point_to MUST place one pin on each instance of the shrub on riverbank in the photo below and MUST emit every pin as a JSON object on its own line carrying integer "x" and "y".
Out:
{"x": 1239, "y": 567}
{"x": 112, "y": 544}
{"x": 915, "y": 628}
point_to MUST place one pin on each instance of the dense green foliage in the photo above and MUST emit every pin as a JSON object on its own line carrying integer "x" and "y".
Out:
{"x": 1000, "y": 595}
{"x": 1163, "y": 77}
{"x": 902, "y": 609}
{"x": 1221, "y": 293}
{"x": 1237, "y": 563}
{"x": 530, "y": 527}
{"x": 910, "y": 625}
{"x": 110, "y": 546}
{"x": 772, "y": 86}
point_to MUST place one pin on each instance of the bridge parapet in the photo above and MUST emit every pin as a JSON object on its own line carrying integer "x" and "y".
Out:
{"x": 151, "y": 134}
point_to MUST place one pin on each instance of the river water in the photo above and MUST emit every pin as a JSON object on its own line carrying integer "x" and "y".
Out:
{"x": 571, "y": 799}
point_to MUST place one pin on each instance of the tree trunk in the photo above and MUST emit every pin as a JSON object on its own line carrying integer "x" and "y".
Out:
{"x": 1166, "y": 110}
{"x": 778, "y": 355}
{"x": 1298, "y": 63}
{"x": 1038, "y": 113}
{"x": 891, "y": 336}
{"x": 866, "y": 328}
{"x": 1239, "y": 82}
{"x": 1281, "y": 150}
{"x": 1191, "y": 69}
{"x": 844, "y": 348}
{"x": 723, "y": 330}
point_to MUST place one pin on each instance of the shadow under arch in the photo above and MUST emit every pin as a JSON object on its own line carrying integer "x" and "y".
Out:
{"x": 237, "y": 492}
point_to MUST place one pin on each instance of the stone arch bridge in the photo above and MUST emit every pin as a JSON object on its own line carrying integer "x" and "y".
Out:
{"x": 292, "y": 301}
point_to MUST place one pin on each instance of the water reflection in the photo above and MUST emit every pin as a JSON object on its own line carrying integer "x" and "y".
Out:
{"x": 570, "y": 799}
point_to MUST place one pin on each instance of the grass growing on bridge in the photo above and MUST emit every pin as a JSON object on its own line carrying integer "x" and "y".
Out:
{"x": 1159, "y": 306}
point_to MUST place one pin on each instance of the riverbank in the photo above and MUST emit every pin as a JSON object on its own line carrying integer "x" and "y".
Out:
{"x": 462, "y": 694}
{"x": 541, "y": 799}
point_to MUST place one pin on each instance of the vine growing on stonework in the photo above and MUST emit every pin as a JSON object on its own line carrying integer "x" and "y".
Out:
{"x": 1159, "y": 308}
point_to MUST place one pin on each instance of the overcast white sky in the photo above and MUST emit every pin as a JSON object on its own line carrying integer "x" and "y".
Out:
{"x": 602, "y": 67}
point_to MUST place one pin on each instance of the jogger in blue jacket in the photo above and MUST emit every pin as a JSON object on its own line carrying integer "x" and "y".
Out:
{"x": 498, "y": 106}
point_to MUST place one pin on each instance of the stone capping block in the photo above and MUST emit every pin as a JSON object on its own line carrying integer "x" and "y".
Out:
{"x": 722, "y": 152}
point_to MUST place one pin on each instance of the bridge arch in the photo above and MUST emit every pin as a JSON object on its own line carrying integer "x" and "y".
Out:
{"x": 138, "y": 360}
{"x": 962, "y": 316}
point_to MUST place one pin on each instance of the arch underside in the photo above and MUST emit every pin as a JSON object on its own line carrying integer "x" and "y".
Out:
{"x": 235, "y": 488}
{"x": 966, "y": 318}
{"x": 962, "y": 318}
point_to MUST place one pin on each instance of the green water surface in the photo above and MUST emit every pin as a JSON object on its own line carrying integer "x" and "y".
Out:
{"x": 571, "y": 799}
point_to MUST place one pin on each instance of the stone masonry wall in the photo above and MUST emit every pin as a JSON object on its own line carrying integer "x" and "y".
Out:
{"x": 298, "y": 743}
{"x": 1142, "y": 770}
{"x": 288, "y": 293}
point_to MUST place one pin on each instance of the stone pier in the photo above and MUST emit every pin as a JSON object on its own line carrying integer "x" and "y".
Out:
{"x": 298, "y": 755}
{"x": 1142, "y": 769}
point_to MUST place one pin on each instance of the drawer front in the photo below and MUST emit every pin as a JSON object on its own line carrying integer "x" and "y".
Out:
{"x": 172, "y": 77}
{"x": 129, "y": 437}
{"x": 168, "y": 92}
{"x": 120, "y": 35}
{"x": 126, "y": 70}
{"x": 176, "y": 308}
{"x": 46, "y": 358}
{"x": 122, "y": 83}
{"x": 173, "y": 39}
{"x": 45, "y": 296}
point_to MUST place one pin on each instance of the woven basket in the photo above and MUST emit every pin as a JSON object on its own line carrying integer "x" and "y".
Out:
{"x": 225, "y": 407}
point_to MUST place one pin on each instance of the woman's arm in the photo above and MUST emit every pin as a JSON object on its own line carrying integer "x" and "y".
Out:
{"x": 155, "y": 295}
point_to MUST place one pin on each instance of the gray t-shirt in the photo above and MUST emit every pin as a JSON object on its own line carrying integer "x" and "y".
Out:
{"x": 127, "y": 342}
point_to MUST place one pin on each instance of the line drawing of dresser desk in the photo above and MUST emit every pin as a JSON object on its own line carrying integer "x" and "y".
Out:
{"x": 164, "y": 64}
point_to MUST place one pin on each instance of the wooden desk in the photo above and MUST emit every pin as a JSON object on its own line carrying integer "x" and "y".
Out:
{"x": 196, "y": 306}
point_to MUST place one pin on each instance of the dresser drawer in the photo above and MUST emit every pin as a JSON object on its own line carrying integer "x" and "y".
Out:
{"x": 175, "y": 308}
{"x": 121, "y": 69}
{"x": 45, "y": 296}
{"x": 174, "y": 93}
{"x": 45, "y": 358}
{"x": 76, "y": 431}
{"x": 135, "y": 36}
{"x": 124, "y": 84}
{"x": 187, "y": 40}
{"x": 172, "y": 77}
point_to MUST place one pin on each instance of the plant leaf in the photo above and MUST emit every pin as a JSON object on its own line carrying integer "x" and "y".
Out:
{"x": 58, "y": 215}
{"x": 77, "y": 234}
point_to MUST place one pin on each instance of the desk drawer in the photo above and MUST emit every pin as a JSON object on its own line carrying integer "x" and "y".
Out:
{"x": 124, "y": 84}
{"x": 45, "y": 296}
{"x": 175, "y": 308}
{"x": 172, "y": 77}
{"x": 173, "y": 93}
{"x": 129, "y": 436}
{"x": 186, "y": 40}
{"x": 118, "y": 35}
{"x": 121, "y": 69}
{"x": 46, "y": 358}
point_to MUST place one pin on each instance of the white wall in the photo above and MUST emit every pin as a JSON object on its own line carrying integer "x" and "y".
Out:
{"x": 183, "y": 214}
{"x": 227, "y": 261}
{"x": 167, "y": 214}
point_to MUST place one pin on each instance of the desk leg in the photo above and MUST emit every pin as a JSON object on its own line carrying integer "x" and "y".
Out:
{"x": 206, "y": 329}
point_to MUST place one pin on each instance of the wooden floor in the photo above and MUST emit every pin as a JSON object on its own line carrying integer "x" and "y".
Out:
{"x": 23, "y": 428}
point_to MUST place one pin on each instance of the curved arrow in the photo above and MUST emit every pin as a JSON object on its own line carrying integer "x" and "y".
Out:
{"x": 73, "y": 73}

++++++++

* What to work on *
Work through the listing above, counting every line that has the string "below" in it. Give only the final count.

* Answer for this exercise *
2